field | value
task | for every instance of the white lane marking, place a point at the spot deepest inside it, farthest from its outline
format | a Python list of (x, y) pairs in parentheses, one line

==

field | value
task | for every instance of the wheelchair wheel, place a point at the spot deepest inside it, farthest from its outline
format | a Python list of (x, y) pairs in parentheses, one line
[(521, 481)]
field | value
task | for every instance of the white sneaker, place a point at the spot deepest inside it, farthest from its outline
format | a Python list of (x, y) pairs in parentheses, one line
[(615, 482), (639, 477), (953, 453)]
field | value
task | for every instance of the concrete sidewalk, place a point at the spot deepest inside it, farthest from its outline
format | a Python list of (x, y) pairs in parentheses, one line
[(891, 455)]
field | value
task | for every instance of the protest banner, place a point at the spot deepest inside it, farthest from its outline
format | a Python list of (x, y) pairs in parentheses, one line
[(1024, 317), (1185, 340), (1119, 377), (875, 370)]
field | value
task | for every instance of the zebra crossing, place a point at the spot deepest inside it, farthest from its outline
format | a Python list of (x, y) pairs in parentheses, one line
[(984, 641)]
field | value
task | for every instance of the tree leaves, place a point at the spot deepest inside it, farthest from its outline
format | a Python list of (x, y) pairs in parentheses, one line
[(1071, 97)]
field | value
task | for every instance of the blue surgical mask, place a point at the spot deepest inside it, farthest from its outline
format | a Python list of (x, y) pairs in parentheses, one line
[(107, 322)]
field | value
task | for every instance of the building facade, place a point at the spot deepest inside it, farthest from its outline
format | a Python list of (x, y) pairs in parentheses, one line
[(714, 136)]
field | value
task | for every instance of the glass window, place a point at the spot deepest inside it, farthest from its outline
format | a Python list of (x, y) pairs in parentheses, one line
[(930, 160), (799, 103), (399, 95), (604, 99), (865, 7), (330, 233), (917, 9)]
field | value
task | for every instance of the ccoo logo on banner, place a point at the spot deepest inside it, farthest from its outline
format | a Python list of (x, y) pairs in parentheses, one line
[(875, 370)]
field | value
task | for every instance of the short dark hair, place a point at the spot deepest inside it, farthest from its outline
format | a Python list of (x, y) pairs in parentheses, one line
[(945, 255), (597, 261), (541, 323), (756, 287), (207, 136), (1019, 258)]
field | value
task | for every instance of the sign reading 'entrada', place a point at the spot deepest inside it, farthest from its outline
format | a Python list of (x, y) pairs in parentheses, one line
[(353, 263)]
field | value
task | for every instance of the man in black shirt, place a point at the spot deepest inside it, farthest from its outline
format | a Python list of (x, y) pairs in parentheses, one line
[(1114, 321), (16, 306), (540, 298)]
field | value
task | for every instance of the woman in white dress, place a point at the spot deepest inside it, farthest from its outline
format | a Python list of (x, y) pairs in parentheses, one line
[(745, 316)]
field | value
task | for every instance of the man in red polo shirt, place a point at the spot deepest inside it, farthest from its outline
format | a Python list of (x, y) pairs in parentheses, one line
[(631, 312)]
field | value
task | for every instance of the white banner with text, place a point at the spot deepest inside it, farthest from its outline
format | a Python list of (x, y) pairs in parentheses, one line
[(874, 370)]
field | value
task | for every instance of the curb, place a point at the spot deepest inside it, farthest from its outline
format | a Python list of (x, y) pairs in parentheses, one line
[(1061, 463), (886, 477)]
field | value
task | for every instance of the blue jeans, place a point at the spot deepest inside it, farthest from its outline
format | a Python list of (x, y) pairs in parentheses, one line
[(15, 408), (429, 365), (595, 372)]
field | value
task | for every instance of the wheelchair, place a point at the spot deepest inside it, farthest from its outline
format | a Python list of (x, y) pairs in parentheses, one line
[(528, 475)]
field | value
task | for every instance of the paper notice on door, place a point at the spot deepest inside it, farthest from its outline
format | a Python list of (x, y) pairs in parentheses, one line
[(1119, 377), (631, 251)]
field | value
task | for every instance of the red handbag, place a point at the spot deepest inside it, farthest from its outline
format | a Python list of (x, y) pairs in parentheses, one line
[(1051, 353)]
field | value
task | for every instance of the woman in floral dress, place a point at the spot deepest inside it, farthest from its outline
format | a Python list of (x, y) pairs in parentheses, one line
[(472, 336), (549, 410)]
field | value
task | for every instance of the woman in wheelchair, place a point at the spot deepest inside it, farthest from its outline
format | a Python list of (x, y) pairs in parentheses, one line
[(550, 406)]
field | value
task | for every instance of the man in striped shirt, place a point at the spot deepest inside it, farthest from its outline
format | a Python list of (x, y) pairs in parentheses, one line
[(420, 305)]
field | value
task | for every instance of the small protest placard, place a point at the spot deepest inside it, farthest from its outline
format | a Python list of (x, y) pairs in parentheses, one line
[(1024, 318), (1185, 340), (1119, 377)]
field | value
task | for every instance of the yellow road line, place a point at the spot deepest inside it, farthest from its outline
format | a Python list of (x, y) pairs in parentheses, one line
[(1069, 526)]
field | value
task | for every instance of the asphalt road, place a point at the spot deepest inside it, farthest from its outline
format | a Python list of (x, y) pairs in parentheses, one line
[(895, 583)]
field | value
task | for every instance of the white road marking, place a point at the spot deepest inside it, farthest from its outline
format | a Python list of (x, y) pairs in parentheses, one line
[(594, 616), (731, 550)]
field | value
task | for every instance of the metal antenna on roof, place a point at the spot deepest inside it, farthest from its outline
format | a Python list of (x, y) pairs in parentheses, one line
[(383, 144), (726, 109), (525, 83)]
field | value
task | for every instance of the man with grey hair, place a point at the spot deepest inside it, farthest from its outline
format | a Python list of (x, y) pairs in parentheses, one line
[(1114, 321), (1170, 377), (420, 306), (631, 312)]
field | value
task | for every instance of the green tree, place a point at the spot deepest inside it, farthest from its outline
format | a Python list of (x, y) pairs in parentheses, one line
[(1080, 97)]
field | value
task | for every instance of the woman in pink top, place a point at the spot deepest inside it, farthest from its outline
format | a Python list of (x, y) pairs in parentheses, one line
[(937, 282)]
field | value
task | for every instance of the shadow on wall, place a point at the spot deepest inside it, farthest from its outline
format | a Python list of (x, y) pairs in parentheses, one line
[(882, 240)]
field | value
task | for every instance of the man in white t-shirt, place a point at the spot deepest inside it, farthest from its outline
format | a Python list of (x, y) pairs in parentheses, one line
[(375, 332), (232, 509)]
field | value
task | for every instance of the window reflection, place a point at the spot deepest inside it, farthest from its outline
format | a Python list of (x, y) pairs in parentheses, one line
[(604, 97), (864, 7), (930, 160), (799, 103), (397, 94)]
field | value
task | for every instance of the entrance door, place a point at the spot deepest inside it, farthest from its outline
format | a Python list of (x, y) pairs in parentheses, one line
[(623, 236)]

...

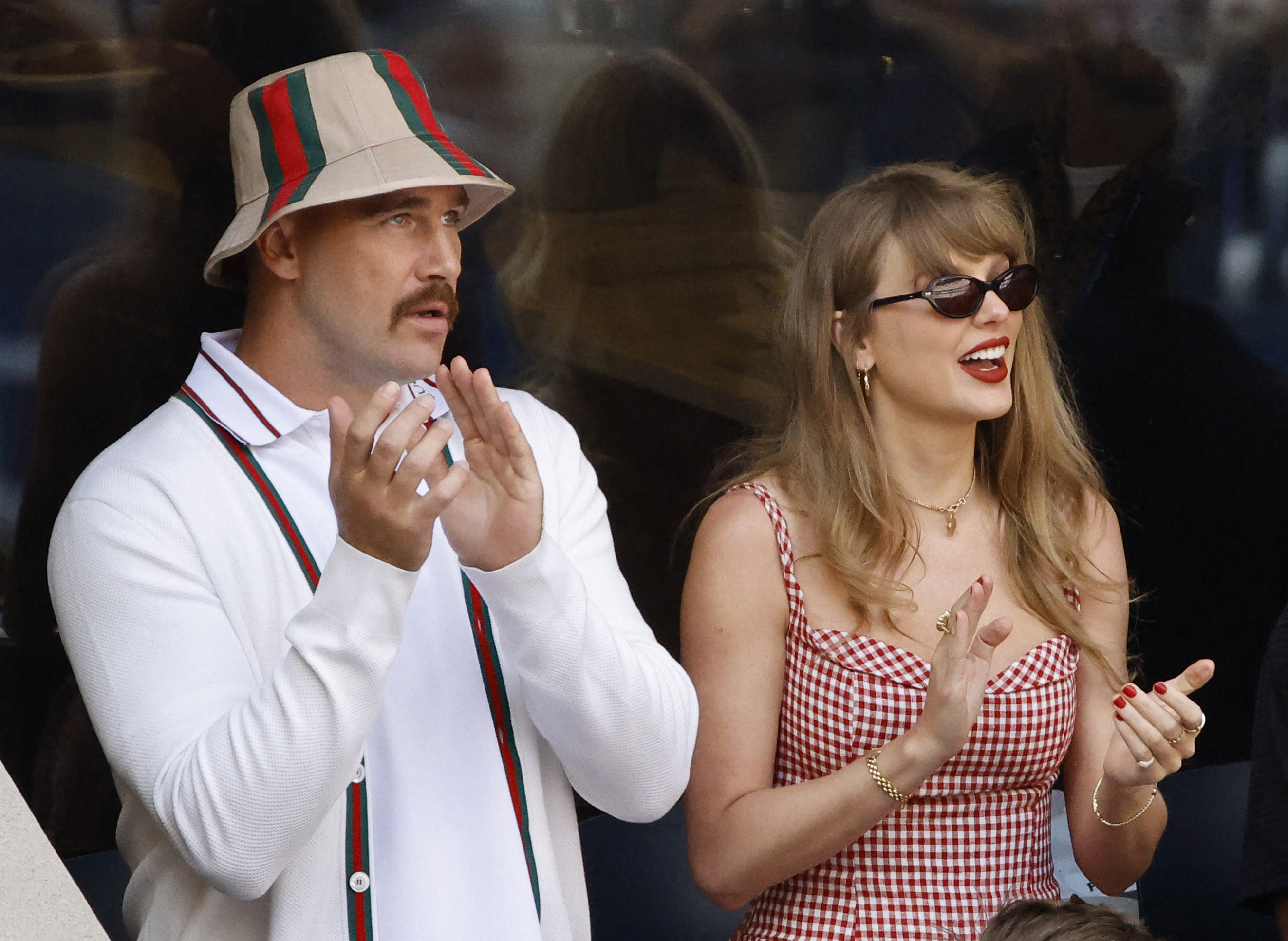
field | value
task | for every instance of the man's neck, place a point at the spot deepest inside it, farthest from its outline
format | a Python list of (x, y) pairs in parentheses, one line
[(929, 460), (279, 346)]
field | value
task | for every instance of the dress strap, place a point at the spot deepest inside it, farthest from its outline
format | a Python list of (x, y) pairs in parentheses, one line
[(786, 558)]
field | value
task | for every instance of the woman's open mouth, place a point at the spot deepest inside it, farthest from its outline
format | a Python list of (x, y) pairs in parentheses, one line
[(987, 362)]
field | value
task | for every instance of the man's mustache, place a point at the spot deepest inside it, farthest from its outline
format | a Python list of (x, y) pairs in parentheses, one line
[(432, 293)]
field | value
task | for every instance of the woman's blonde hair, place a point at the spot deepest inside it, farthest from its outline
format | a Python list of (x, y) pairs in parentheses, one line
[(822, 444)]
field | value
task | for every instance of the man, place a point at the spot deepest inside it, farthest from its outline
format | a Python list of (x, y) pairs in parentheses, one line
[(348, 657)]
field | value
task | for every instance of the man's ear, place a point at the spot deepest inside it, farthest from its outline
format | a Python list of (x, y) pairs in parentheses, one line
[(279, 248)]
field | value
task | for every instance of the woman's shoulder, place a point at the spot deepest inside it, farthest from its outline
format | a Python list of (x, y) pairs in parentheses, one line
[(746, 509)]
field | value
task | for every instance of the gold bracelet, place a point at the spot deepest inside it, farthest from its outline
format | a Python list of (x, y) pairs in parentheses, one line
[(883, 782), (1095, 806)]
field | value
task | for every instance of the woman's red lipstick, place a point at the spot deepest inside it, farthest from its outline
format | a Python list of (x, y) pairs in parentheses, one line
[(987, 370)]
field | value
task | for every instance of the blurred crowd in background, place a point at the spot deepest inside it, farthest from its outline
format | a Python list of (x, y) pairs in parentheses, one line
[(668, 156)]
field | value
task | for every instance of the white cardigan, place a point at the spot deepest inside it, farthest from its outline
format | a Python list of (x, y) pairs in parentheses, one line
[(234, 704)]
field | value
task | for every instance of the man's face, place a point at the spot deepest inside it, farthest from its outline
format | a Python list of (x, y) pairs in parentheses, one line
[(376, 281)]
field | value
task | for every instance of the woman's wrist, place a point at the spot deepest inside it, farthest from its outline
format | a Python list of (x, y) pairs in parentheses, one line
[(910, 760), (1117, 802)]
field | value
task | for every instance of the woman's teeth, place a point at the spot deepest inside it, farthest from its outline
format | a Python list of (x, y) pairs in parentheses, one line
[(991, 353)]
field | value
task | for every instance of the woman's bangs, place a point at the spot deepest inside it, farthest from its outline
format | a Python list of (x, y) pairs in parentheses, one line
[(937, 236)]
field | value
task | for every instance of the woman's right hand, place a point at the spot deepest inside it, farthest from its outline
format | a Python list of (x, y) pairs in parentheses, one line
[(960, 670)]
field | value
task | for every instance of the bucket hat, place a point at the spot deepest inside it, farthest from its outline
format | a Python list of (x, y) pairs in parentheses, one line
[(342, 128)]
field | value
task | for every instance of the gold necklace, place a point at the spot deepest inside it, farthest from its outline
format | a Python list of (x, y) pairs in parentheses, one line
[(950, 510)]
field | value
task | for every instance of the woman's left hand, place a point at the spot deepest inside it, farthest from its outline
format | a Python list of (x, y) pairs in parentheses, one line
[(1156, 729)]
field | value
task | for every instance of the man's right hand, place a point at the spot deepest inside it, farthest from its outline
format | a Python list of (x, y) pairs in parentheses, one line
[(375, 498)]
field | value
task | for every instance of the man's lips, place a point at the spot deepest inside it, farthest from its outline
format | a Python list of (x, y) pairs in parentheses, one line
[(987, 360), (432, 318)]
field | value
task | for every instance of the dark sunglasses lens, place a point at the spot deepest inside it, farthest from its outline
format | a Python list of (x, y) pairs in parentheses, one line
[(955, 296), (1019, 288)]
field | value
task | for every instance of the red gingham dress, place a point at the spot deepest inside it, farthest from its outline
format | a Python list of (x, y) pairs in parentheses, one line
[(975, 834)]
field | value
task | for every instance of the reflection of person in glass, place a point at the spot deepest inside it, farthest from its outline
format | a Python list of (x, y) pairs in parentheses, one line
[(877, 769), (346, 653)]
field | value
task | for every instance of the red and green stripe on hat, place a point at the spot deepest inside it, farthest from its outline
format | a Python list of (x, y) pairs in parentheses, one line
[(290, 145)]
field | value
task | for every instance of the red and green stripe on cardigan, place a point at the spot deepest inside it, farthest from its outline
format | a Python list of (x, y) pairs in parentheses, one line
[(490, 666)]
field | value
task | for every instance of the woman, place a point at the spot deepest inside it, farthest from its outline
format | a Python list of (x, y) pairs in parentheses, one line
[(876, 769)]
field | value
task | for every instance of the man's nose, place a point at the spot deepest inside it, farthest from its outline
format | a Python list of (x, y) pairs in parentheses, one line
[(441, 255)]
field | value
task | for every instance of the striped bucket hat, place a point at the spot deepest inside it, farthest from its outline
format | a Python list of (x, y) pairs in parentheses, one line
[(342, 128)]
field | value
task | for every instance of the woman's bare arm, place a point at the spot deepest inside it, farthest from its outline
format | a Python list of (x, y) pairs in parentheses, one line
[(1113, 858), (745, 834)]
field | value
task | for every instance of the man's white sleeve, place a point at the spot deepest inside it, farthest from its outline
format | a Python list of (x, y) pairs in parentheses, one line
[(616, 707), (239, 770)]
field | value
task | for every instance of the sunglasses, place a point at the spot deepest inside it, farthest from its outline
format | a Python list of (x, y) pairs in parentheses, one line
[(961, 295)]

WORK REQUEST: Where does the word "tree" appear in the material above? Copy every line that holds it.

EXPECTED OUTPUT:
task | for every instance of the tree leaves, place a point at the spot deepest inside it, farthest from its outline
task | for every instance of the green tree, place a point at the spot deepest inside it, farthest from its outline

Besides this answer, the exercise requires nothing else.